■ Goal of the exercise ■
Transcribe all of the records, leaving out any pictures.

** Opening Dataset extract block **

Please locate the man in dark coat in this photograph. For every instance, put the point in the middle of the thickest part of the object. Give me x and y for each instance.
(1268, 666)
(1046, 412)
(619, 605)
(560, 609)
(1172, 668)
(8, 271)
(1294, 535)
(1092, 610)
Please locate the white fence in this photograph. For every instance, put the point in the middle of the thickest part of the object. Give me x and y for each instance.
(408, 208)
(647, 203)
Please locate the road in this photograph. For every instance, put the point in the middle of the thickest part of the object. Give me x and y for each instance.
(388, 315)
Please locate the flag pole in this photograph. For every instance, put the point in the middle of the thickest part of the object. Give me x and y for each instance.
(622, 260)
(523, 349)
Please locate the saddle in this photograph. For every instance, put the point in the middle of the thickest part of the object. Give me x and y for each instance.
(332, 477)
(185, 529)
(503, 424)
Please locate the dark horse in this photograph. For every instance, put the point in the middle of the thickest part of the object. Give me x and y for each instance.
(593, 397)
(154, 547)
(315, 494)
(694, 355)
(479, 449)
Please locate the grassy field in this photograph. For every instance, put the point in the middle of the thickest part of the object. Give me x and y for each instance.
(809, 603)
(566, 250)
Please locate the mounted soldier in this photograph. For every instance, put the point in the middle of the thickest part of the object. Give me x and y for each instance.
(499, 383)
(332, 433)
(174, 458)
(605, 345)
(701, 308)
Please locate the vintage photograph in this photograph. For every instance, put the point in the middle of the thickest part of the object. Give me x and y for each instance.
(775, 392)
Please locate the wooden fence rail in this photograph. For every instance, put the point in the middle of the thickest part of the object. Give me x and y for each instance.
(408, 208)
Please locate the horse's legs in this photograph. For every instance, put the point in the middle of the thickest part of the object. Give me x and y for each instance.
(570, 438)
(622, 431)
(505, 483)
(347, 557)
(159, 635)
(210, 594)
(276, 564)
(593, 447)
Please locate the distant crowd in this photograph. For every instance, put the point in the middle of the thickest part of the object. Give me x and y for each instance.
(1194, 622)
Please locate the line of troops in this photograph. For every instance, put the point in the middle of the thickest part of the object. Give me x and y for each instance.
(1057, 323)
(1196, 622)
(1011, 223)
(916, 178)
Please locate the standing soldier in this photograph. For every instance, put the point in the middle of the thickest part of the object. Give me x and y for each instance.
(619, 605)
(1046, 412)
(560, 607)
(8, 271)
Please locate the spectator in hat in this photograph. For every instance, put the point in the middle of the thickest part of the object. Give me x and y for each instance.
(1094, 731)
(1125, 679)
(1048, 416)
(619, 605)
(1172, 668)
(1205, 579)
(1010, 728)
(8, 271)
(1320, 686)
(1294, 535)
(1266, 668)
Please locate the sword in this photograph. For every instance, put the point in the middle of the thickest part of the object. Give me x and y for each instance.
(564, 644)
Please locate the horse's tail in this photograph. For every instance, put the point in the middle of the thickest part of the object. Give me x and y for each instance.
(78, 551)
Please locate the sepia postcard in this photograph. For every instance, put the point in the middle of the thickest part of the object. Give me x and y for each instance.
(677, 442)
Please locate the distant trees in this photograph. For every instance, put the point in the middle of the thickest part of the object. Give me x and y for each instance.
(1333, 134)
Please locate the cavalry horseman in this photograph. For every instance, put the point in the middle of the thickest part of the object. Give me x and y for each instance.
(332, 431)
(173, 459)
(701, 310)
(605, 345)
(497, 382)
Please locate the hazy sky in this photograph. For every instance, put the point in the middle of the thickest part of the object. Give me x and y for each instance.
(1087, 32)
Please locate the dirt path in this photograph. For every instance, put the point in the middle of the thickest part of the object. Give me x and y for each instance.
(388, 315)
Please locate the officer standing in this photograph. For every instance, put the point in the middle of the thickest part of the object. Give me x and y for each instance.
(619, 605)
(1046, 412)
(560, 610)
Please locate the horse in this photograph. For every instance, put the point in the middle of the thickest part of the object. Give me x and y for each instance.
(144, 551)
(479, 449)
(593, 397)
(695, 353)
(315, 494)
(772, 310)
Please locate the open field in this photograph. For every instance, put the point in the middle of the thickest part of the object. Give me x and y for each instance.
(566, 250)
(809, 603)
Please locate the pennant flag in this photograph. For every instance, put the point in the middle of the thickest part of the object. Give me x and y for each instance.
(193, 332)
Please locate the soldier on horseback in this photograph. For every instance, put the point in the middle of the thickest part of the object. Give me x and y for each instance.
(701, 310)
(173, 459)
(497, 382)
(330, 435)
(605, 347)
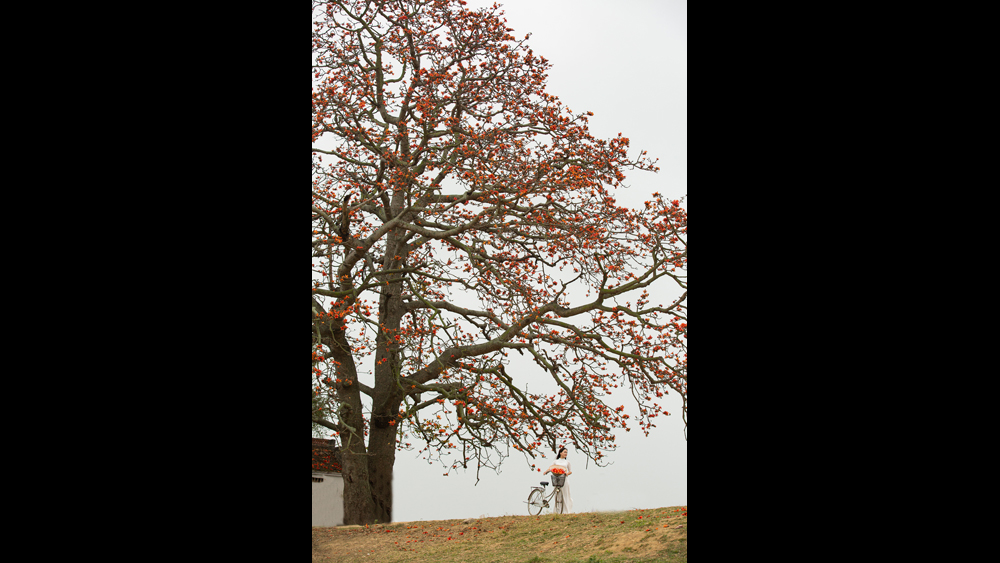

** Closing Dataset extract block **

■ Exercise answer ■
Please locate the man in dark coat in this photograph. For every instance, put the point in the middle of the thickest part of the object. Give me x and y for each instance.
(1268, 666)
(1046, 412)
(619, 605)
(560, 609)
(1172, 668)
(8, 271)
(1294, 535)
(1092, 610)
Please locate the white fence in this photograph. For every instance, put the point in the middle of the thickest part of the object. Give me x and y for each instance.
(408, 208)
(647, 203)
Please locate the road in this photograph. For every instance, put the point in the middle of the thickest part of the object. Give me x and y for each instance.
(388, 315)
Please locate the flag pole in this photograph. For every instance, put the point in the middle of the thickest part of the object. Give me x and y for each instance.
(622, 260)
(523, 349)
Please locate the saddle in this photograph. For every instance, put the point in the middle of the thickest part of the object. Give me x and y for each instance.
(332, 477)
(185, 529)
(503, 424)
Please locate the dark horse in this photograph. For every instance, put the point in the middle of the thickest part of the object. Give me x and y for each instance.
(593, 397)
(154, 547)
(315, 494)
(694, 355)
(479, 449)
Please locate the grassy field in this photograph. For every instance, put the point in the middle of the thickest part of the object. Give me x and y for each instance.
(809, 603)
(566, 250)
Please locate the mounted soldier in this photograph. For every instance, put the point in the middle of the thickest part of the object. Give me x and y for each instance.
(499, 383)
(332, 433)
(174, 458)
(605, 345)
(701, 308)
Please locate the vintage photograph in this photograph. For every instance, put the point in the middle of the thickest part of the object. Give me x and y for each instance.
(775, 392)
Please locate the wooden fence rail in this photograph. For every instance, put the point in the middle of the thickest part of the object. Give me x and y for each instance.
(408, 208)
Please locate the horse's legs in this photograph. For every instance, put the point in the middle of the thickest part of the object. Give me x and y for each instance.
(570, 438)
(622, 431)
(505, 483)
(347, 557)
(159, 635)
(210, 594)
(276, 564)
(593, 447)
Please locate the distant crowd in this photograph. For every instance, put the point in the middle of the thickest part of the object. Give me x and y for each instance.
(1194, 622)
Please locate the line of troops in this photograph. For every instance, put the point in the middle of the thickest part of the object. Give me x and y for each instance.
(1057, 323)
(1196, 622)
(1011, 223)
(916, 178)
Please locate the standing soldier in this photograph. For every instance, put the point in the middle of the thickest part of the object. Give me x and y for each instance.
(619, 605)
(1046, 412)
(560, 607)
(8, 271)
Please locate the spectator in hat in this photograph. For every instance, put the point in the middle of the thickest part of the object. Give me x and y for each instance.
(1094, 731)
(1125, 679)
(1048, 416)
(619, 605)
(1172, 668)
(1205, 579)
(1010, 728)
(8, 271)
(1320, 686)
(1294, 535)
(1266, 668)
Please locate the sword in this photograph. For every instance, put the point in the middle of the thickest part of the object. Give me x and y for each instance.
(564, 644)
Please locate the horse's tail in this photograph. For every instance, put the point in the middle of the thickest part of the object. Give me x and y for each instance.
(78, 551)
Please locate the sepia postcard in this photograph. For every instance, put the point in the middle of the thickest part of the object. Give me x and y for each instance.
(677, 442)
Please locate the distant trees in this photograph. For every instance, put the point in the middle of the thickest part of the object. Give me x and y for each instance.
(1333, 134)
Please locate the cavalry horseman in this photograph. For every instance, put the point in the middle of the thickest part of the object. Give me x and y for each instance.
(332, 431)
(173, 459)
(701, 310)
(605, 345)
(497, 382)
Please locate the hazy sky in this photograph. For every instance, put the point in the middle of the thickest part of the object. Give me x and y for each instance.
(1087, 32)
Please locate the dirt path in this photograph. For every instance, put the point in the middle of the thickest part of the object. Give me x and y for each instance.
(388, 315)
Please locate the officer standing in this photograph. For every instance, put the point in the middle of the thickest part of the object. Give me x and y for each instance.
(619, 605)
(1046, 412)
(560, 610)
Please locate the horse in this photograph. For every instance, put the point in the middle of the thickest part of the object. Give me x and y for each instance.
(144, 551)
(479, 449)
(593, 397)
(695, 353)
(315, 494)
(772, 310)
Please locate the open field in this photograph. For every instance, put the point in the middle of the thickest part of the object. Give me x and y for each instance.
(566, 250)
(809, 603)
Please locate the pennant flag in this photograph. For every instance, put the point in the middle of the thickest part of the object. Give me x and y for each instance.
(193, 332)
Please locate the soldier on horseback in this photograph. For every instance, put the point in the middle of the thickest part of the object. Give me x and y for each instance.
(701, 310)
(173, 459)
(497, 382)
(330, 435)
(605, 347)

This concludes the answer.